→ INSTRUCTIONS FOR THE TASK
Put the data between the lines holding "Task: If you could tag each instance of the helmet sticker" and "<point>509,92</point>", inclusive, into a two-column CSV with the headers input and output. Each row should put the text in input and its answer in output, with each field in one quoted field and line breaks replaced by spaces.

→ Location annotation dataset excerpts
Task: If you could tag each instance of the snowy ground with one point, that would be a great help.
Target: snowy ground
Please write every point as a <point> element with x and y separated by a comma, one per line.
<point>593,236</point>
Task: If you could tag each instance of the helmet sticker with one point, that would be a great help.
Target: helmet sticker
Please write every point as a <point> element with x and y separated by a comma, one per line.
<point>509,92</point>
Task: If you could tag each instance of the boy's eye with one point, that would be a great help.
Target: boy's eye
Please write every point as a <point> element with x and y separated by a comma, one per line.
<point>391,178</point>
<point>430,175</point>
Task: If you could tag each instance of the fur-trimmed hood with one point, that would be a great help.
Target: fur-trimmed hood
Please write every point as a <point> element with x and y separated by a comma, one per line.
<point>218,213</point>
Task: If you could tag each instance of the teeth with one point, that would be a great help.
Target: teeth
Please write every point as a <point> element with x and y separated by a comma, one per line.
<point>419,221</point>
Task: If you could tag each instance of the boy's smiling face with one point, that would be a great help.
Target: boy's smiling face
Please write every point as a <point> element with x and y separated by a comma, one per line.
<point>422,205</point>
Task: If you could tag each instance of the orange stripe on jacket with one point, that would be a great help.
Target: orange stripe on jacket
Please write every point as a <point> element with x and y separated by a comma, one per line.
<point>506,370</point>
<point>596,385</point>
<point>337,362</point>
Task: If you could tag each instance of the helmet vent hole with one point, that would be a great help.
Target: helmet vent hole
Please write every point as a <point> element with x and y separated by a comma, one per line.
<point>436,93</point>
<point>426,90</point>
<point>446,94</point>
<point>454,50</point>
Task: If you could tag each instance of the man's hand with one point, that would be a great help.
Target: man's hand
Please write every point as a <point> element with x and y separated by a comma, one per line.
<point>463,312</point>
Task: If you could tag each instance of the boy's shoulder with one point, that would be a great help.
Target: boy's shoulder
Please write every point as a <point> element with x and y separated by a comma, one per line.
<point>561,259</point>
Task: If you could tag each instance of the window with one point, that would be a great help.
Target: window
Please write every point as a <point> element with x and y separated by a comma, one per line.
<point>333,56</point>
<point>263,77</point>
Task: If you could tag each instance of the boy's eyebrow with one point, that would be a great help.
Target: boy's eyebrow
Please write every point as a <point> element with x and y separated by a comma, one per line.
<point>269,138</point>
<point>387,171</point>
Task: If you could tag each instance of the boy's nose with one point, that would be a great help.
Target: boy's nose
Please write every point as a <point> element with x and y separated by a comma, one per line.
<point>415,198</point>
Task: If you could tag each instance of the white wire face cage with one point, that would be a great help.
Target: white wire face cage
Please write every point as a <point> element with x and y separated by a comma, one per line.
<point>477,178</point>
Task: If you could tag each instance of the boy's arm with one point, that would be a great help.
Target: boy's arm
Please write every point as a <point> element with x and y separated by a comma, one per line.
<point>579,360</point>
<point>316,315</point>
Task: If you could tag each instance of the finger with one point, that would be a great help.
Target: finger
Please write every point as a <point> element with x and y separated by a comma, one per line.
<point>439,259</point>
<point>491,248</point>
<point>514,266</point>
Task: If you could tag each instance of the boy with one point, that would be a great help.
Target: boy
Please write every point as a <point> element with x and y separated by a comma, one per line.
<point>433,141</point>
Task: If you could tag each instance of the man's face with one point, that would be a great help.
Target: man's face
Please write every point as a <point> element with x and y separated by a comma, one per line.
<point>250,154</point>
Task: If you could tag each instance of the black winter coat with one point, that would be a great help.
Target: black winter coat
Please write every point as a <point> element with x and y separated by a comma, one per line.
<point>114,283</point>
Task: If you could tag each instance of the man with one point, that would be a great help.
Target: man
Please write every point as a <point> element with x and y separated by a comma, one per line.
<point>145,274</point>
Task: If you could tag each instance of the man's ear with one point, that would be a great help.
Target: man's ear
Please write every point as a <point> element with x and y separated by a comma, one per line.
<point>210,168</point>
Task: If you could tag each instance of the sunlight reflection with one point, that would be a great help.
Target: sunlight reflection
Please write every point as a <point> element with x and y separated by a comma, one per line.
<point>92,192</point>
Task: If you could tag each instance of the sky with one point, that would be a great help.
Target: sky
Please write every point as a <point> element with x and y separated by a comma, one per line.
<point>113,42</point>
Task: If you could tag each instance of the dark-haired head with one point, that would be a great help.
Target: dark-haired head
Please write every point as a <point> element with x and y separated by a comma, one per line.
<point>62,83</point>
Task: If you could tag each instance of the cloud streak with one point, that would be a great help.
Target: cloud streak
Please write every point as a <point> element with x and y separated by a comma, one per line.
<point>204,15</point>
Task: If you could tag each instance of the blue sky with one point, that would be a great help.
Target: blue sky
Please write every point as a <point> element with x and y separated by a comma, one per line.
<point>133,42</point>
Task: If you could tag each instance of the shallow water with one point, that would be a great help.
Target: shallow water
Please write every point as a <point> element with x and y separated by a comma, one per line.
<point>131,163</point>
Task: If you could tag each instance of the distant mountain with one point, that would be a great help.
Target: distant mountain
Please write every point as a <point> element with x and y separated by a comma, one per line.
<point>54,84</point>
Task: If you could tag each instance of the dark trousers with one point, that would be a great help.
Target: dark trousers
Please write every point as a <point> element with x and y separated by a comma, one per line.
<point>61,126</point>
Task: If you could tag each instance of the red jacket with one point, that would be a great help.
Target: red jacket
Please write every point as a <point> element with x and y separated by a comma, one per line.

→ EXERCISE RESULT
input,output
"Task: If you could tag each instance of the helmet sticker with one point, that would be a great help. Target: helmet sticker Please write every point as a <point> element with x and y separated by a comma, one per line.","<point>509,92</point>"